- Exercise requirements: In the listing below, copy everything from the line containing "Could you point out the variegated" through the end, renaming "variegated shrub" to "striped shrub" and leaving all else unchanged.

- Data drawn from a collection:
--

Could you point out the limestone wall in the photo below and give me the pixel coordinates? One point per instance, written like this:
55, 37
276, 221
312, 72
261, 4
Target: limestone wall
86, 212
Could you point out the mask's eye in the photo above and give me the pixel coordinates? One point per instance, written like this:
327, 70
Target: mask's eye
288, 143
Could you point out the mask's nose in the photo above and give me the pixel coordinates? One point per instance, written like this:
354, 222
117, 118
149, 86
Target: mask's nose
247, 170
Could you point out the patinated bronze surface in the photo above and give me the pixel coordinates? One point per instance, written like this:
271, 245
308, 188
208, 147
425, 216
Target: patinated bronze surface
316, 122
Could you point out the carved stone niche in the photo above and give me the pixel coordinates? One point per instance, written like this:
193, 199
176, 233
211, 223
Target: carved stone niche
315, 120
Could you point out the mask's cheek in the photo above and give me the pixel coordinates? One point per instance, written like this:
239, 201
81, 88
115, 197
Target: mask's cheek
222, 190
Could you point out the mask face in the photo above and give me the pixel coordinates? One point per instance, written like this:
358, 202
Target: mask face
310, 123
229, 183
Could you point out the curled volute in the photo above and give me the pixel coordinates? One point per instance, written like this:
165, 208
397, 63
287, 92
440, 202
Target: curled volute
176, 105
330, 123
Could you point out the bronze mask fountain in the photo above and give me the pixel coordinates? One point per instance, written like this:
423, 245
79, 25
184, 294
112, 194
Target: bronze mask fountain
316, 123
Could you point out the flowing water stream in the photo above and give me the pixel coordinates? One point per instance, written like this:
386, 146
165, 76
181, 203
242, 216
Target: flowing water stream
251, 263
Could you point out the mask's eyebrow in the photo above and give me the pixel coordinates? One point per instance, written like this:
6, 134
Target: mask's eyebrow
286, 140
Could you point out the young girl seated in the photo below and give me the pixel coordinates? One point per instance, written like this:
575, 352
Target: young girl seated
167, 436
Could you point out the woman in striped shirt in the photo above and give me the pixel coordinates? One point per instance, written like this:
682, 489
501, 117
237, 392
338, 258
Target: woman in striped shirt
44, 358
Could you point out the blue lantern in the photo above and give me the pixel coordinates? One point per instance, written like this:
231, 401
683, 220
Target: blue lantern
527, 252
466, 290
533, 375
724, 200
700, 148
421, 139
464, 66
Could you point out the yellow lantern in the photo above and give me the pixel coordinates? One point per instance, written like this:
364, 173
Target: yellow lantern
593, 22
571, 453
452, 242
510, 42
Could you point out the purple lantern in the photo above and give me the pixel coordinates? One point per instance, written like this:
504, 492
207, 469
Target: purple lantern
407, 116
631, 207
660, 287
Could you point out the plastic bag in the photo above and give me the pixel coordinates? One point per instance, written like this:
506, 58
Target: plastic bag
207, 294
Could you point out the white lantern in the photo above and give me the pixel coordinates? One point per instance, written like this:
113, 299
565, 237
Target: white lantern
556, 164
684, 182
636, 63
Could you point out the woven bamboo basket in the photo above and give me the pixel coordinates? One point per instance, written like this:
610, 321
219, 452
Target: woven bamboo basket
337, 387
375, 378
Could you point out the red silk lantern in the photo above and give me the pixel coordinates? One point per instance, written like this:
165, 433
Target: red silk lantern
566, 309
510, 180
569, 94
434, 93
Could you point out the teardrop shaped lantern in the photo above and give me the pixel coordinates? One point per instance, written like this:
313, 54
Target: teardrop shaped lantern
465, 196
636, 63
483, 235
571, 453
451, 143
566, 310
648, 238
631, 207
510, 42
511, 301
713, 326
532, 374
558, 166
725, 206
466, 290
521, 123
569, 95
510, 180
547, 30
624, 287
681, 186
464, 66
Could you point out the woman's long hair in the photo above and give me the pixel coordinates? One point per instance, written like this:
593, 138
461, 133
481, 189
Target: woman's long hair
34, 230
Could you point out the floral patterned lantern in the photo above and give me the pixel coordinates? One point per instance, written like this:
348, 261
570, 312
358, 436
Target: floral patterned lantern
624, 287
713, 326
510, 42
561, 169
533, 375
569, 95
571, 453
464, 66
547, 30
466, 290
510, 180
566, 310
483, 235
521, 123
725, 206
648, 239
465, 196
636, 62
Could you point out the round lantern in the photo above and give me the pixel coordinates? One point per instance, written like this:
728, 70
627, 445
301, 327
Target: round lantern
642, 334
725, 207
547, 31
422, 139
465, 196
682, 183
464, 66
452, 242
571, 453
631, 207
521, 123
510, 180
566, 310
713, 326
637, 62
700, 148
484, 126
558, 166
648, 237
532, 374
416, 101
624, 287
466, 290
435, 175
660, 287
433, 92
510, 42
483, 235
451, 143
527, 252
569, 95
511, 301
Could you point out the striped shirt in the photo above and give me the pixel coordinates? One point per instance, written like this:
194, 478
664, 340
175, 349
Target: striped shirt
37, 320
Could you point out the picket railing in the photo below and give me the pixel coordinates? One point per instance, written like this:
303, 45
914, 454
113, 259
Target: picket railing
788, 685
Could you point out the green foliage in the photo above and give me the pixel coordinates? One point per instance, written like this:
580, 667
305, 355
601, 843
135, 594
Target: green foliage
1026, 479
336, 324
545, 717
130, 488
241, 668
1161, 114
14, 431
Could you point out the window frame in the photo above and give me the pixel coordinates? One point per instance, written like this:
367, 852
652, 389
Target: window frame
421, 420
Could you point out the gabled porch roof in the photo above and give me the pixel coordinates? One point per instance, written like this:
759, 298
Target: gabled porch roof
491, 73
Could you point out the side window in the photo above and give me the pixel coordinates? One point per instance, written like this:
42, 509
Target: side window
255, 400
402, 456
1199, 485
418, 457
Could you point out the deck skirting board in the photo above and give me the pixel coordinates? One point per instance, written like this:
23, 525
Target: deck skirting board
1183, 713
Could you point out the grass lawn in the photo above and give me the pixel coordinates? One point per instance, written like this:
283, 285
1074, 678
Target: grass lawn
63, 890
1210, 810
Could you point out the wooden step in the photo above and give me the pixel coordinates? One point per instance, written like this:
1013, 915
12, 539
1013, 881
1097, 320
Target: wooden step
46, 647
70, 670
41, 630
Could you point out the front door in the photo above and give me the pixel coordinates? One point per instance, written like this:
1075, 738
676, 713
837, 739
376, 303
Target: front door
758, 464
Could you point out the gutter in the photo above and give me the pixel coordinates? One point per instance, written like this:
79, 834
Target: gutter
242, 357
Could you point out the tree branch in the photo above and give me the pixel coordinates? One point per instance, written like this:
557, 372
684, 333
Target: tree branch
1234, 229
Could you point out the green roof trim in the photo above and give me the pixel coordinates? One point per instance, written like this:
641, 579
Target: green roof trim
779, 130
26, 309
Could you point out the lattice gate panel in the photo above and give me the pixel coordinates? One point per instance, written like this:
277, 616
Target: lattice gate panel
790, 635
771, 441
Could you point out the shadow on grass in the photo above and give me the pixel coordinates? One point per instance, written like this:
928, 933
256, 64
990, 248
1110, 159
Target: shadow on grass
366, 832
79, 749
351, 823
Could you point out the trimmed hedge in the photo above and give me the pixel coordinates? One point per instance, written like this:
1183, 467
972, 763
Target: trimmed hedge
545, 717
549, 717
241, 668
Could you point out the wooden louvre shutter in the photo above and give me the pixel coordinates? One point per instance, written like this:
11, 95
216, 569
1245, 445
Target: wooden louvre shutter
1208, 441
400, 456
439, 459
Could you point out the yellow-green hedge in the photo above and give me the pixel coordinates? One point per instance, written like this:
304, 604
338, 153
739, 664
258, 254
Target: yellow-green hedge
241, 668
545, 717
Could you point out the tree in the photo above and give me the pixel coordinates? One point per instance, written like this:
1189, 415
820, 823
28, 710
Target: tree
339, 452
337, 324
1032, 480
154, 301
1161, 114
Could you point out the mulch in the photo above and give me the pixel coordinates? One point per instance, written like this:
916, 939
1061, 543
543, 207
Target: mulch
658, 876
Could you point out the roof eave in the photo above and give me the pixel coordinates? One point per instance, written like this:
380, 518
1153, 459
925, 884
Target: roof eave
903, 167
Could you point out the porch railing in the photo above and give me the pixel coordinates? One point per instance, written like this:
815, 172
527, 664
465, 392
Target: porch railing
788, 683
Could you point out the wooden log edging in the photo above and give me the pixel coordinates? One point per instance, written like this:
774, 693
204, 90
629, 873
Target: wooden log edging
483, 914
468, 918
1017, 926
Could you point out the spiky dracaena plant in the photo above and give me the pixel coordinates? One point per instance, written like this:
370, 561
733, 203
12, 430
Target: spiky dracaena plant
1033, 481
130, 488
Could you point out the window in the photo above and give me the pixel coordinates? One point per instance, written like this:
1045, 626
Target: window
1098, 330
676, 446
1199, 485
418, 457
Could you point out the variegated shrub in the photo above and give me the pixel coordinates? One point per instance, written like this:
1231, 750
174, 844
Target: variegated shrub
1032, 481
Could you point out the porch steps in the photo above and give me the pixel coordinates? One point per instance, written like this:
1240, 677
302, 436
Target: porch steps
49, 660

--

- Full answer:
Could you point out the striped shrub in the photo above and give me the pixel coordinates? One point per instance, written like this:
1231, 750
174, 844
Target: striped shrub
1032, 481
Could you point out the porch steps in the photo above and give me the pixel coordinates? One point per instance, written like this:
1240, 677
302, 436
Target: porch steps
49, 660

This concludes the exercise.